Lines below that hold the word "order" must be copied in full.

Collected data:
□ □ □ □ □

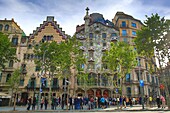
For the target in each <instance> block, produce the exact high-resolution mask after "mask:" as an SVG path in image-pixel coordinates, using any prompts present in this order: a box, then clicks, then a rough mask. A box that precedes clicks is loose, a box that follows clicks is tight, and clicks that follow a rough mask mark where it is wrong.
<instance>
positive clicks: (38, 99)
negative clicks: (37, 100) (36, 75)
mask: <svg viewBox="0 0 170 113" xmlns="http://www.w3.org/2000/svg"><path fill="white" fill-rule="evenodd" d="M46 52H47V50H45V51H44V53H43V60H42V62H43V64H42V70H41V75H40V90H39V99H38V106H37V109H38V110H39V108H40V101H41V92H42V89H41V87H42V86H41V76H42V75H43V74H44V73H43V71H44V63H45V54H46Z"/></svg>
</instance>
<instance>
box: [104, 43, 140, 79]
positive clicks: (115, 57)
mask: <svg viewBox="0 0 170 113" xmlns="http://www.w3.org/2000/svg"><path fill="white" fill-rule="evenodd" d="M136 55H137V54H136V51H135V50H134V49H133V47H131V46H130V45H129V44H127V43H125V42H117V43H116V44H115V43H111V48H110V50H109V51H106V55H105V56H104V57H103V61H104V62H106V64H107V65H108V68H109V69H110V70H112V71H113V72H114V75H115V73H116V75H118V77H119V78H123V77H124V76H125V74H126V73H130V71H131V69H133V68H134V67H135V66H136Z"/></svg>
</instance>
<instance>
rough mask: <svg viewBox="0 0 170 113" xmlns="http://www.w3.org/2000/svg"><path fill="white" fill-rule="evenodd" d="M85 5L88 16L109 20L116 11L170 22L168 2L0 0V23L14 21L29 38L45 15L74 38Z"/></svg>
mask: <svg viewBox="0 0 170 113" xmlns="http://www.w3.org/2000/svg"><path fill="white" fill-rule="evenodd" d="M87 6H88V7H89V9H90V11H89V12H90V13H96V12H97V13H101V14H103V16H104V18H105V19H109V20H112V19H113V18H114V15H115V13H116V12H117V11H123V12H124V13H126V14H129V15H132V16H133V17H134V18H137V19H140V20H141V21H142V22H143V21H144V20H145V19H146V18H145V15H148V16H150V15H151V14H152V13H154V14H155V13H158V14H159V15H160V16H161V17H163V16H165V18H166V19H170V0H0V20H3V19H4V18H7V19H12V18H14V20H15V21H16V22H17V23H18V25H20V26H21V28H22V29H23V30H24V32H25V33H26V34H27V35H29V34H30V33H32V32H33V30H35V29H36V27H39V26H40V24H42V23H43V21H44V20H46V17H47V16H54V17H55V20H56V21H57V23H58V24H60V26H61V27H62V29H63V30H64V31H65V32H66V34H69V35H73V34H74V32H75V30H76V26H77V25H81V24H83V23H84V20H83V18H84V16H85V9H86V7H87Z"/></svg>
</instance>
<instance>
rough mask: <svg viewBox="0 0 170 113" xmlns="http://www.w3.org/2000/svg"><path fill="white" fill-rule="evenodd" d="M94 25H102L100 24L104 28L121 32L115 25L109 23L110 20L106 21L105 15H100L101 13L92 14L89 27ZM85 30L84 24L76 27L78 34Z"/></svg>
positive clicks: (84, 25)
mask: <svg viewBox="0 0 170 113" xmlns="http://www.w3.org/2000/svg"><path fill="white" fill-rule="evenodd" d="M94 23H100V24H102V25H104V26H107V27H111V28H115V29H116V30H119V29H117V28H116V27H115V26H114V24H113V23H112V22H111V21H109V20H108V19H106V20H105V19H104V17H103V15H102V14H100V13H92V14H90V23H89V25H92V24H94ZM84 28H85V25H84V24H82V25H81V26H79V25H77V26H76V33H78V32H80V31H82V30H84Z"/></svg>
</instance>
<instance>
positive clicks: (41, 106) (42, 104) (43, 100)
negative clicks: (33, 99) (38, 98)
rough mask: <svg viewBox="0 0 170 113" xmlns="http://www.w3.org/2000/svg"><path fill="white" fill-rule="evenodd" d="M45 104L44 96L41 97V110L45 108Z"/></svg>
mask: <svg viewBox="0 0 170 113" xmlns="http://www.w3.org/2000/svg"><path fill="white" fill-rule="evenodd" d="M43 105H44V98H41V110H42V109H43Z"/></svg>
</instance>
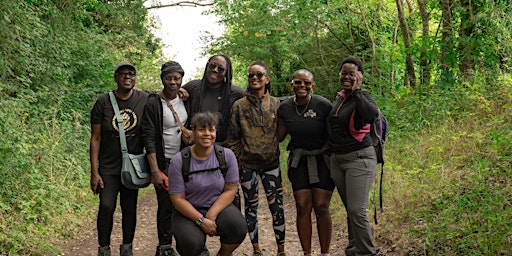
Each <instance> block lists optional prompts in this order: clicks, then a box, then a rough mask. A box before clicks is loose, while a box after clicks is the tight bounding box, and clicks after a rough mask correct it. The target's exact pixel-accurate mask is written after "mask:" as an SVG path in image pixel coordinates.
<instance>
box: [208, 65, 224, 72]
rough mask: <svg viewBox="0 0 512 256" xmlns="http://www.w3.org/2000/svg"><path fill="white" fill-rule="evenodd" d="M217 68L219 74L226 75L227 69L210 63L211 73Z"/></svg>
mask: <svg viewBox="0 0 512 256" xmlns="http://www.w3.org/2000/svg"><path fill="white" fill-rule="evenodd" d="M215 68H217V71H219V73H224V71H226V68H223V67H221V66H218V65H216V64H215V63H208V69H209V70H210V71H213V70H214V69H215Z"/></svg>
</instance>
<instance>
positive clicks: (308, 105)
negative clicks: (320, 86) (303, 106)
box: [293, 95, 311, 116]
mask: <svg viewBox="0 0 512 256" xmlns="http://www.w3.org/2000/svg"><path fill="white" fill-rule="evenodd" d="M310 101H311V95H309V97H308V103H307V104H306V106H305V107H304V110H303V111H302V113H299V109H298V108H297V106H298V104H297V96H295V97H294V98H293V102H295V113H297V115H298V116H304V113H306V111H307V110H308V107H309V102H310Z"/></svg>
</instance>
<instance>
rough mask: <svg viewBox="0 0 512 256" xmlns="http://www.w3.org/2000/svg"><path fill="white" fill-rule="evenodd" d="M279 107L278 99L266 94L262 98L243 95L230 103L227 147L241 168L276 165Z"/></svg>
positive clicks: (278, 148) (278, 149)
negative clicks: (234, 100) (277, 119)
mask: <svg viewBox="0 0 512 256" xmlns="http://www.w3.org/2000/svg"><path fill="white" fill-rule="evenodd" d="M278 108H279V99H277V98H275V97H272V96H270V95H269V94H265V95H264V96H263V97H262V98H261V100H259V99H258V98H256V97H255V96H254V95H252V94H246V95H245V97H243V98H241V99H239V100H238V101H236V102H235V103H234V104H233V108H232V109H231V119H230V122H229V131H228V140H227V146H228V147H229V148H231V150H233V152H234V153H235V155H236V157H237V159H238V164H239V166H240V167H245V168H249V169H252V170H267V169H271V168H272V169H274V168H277V167H278V166H279V142H278V141H277V109H278Z"/></svg>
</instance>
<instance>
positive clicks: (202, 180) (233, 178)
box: [168, 112, 247, 256]
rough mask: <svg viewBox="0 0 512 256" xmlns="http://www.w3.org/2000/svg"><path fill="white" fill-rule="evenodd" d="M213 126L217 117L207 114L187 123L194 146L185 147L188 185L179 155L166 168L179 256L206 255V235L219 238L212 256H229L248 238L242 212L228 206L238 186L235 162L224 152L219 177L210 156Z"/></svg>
mask: <svg viewBox="0 0 512 256" xmlns="http://www.w3.org/2000/svg"><path fill="white" fill-rule="evenodd" d="M217 125H218V116H217V115H215V114H212V113H210V112H204V113H197V114H195V115H194V117H193V118H192V122H191V127H192V131H193V133H194V138H195V144H194V145H192V146H191V147H190V174H189V175H188V181H186V182H185V180H184V178H183V174H182V166H183V163H182V153H181V152H180V153H178V154H176V155H175V156H174V157H173V158H172V160H171V164H170V166H169V175H168V177H169V194H170V195H171V200H172V202H173V204H174V207H175V208H176V210H177V211H175V213H174V214H173V217H172V229H173V234H174V235H175V239H176V248H177V250H178V253H179V254H180V255H182V256H187V255H191V256H197V255H209V252H208V249H207V248H206V246H205V243H206V235H209V236H217V235H218V236H220V241H221V247H220V250H219V252H218V253H217V255H231V253H232V252H233V251H234V250H235V249H236V248H238V246H239V245H240V244H241V243H242V241H243V240H244V238H245V234H246V233H247V225H246V223H245V219H244V217H243V215H242V213H241V212H240V211H239V210H238V208H237V207H236V206H234V205H233V204H232V202H233V199H234V198H235V193H236V191H237V186H238V183H239V177H238V164H237V161H236V157H235V155H234V154H233V151H231V150H230V149H227V148H224V156H225V158H226V164H227V166H228V170H227V172H226V174H225V175H223V174H222V172H221V170H220V168H219V161H218V160H217V156H216V154H215V151H214V143H215V138H216V131H217V130H216V127H217Z"/></svg>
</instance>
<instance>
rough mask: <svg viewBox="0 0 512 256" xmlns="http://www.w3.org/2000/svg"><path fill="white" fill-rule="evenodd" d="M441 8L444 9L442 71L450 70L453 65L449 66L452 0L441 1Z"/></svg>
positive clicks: (452, 31) (451, 14)
mask: <svg viewBox="0 0 512 256" xmlns="http://www.w3.org/2000/svg"><path fill="white" fill-rule="evenodd" d="M441 8H442V12H443V13H442V20H441V24H442V35H441V60H440V65H441V69H442V70H448V69H449V68H450V66H451V65H449V62H448V60H449V54H450V49H452V39H453V37H452V34H453V27H452V9H451V0H441Z"/></svg>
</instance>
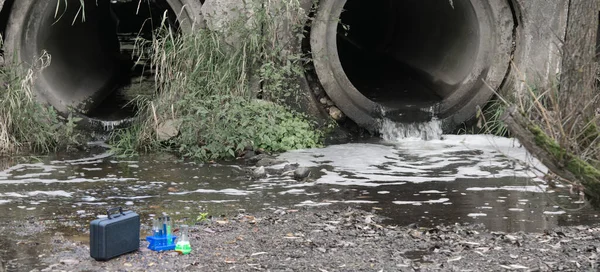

□ □ □ □ □

SOLVED PROBLEM:
For the target in each <instance> block, produce the exact high-resolution mask after "mask:" as an SVG path in image-pixel coordinates, using any prompts present in this order: a box, then clicks, then a rough mask. A box that precedes clicks is loose, a box that follows clicks is tight, and clicks that follow a rough mask mark where it is wrong.
Each <instance> block lists optional prompts in this order: clicks, then a box, then a rough mask. A box before clicks is loose, while a box after clicks is the tight bounding box, and clicks after a rough mask correct it. The target's exact pixel-accurate mask is written after "mask:" as an SVG path in image pixel coordinates.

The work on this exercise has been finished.